Reading passage:
The Plan covers a select group of management or highly compensated
employees and is intended to be a top-hat welfare benefit plan governed by
ERISA.

 

SECTION 1.  DEFINITIONS

 

For
the purpose of this Plan, the following definitions shall apply unless the
context requires otherwise.  Words used
in the masculine gender shall apply to the feminine, where applicable, and
wherever the context of the Plan dictates, the plural shall be read as the
singular and the singular as the plural. 
The words “Section” or “Sections” in this Plan shall refer to a Section or
Sections of this Plan (i.e., and not to a statutory provision) unless
specifically stated otherwise.  Compounds
of the word “here” such as “herein” and “hereof” shall be construed to refer to
another provision of this Plan, unless otherwise specified or required by the
context.  It is the intention of the
Company that the Plan be governed the provisions of
the Code and ERISA and that all its provisions shall be construed to that
result.

 

In
determining the time within which an event or action is to take place for
purposes of the Plan, no fraction of a day shall be considered, and any act,
the performance of which would fall on a Saturday, Sunday, holiday or other
non-business day, may be performed on the next following business day.

 

1.1           Base Pay.  Base Pay means the Eligible Employee’s annual
base salary in the year in which termination occurs.

 

1.2           Cause.  Cause means the termination of the Eligible
Executive’s employment by the Company in connection with any of the following
events:  (i) the Eligible Executive
violates the Company’s policies on drug or alcohol abuse on a recurring basis, (ii) the
Eligible Executive has been convicted of any felony or of a misdemeanor
involving moral turpitude (including forgery, fraud, theft or embezzlement), or
the Eligible Executive is convicted or enters into a pretrial diversion or
similar program in connection with the prosecution for an offense involving
fraud, dishonesty, breach of trust or money laundering, or (iii) the
Eligible Executive has engaged in dishonesty, fraud, destruction or theft of
property of the Company, physical attack on another employee, willful
malfeasance or gross negligence in the performance of his or her duties, or
misconduct materially injurious to the Company.

 

1.3           Code.  The Internal Revenue Code of 1986, as
amended.

 

 

1.4           Company.  Washington Mutual, Inc.
and its majority-owned subsidiaries and affiliates.

 

1.5           Eligible Executive.  Each employee of the Company who is (i) classified
as either a Level 2 or Level 3 executive, and (ii) not a party to an
individual employment agreement with the Company that provides for any form of
separation payment or severance benefit upon a termination unrelated to a
change of control.

 

1.6           ERISA.  The Employee Retirement Income Security Act
of 1974, as amended.

Extracted entries:

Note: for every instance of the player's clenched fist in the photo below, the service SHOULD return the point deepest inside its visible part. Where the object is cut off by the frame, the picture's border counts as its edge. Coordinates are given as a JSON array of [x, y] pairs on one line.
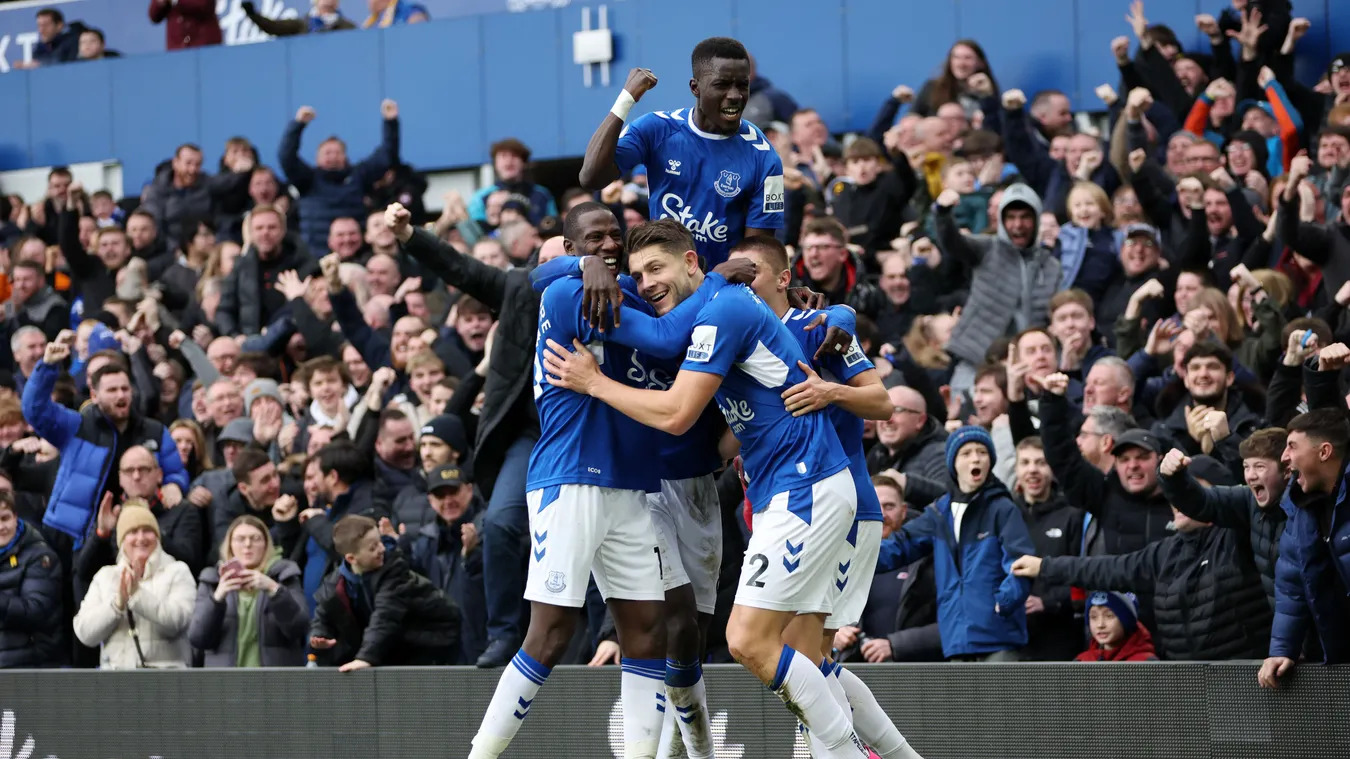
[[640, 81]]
==
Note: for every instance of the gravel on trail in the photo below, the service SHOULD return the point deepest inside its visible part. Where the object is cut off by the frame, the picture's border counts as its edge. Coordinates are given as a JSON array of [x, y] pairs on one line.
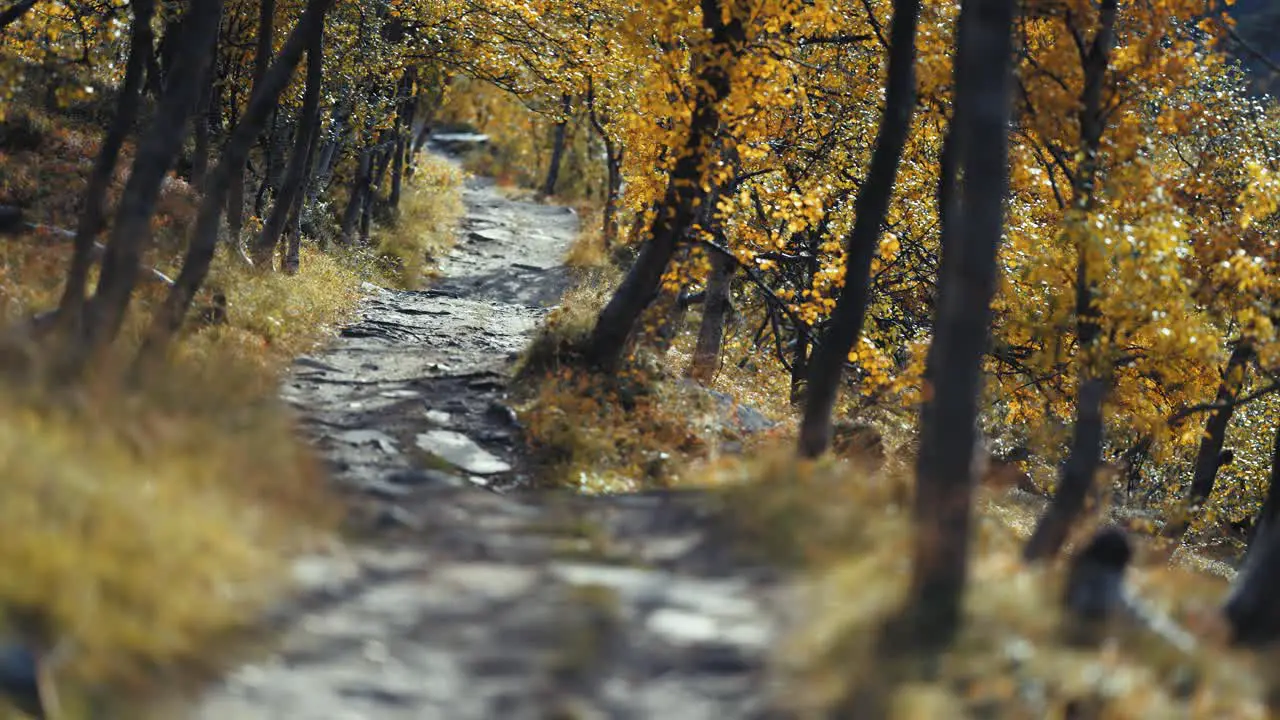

Jobs:
1. In the executive plan document, which two executive levels can make an employee an Eligible Executive?
2. Continue the executive plan document from the point where it stops.

Answer list:
1. Level 2 or Level 3.

2.
1.7           Participant.  An Eligible Executive who becomes eligible
for benefits under this Plan by satisfying the requirements of Section 2.

 

1.8           Plan.  This WaMu Executive Officer Severance Plan,
as amended from time to time.

 

1.9           Severance Agreement.  A written agreement provided by the Company
by which a Participant releases any claims he or she might have against the
Company in exchange for the benefits set forth in Section 3.1.

 

1.10         Termination Date.  The last active day of
employment.  For these purposes, a
Participant will be deemed to have terminated on the last day of employment at
5:00 p.m. in the Participant’s time zone.

 

SECTION 2.  ELIGIBILITY

 

An
Eligible Executive will be eligible for benefits under Section 3 only if
his or her employment is terminated by the Company without Cause.  Benefits shall not be payable under this Plan
in connection with the Eligible Executive’s termination of employment from the
Company for any other reason (including, without limitation, due to the Eligible
Executive’s death, disability or resignation). 
In addition, notwithstanding any other provision of the Plan to the
contrary, an Eligible Executive shall not be entitled to benefits under this
Plan if he or she satisfies the requirements to receive severance benefits
under (a) an individual change in control agreement with the Company or (b) an
employment agreement that provides separation payments or severance benefits
following a change in control.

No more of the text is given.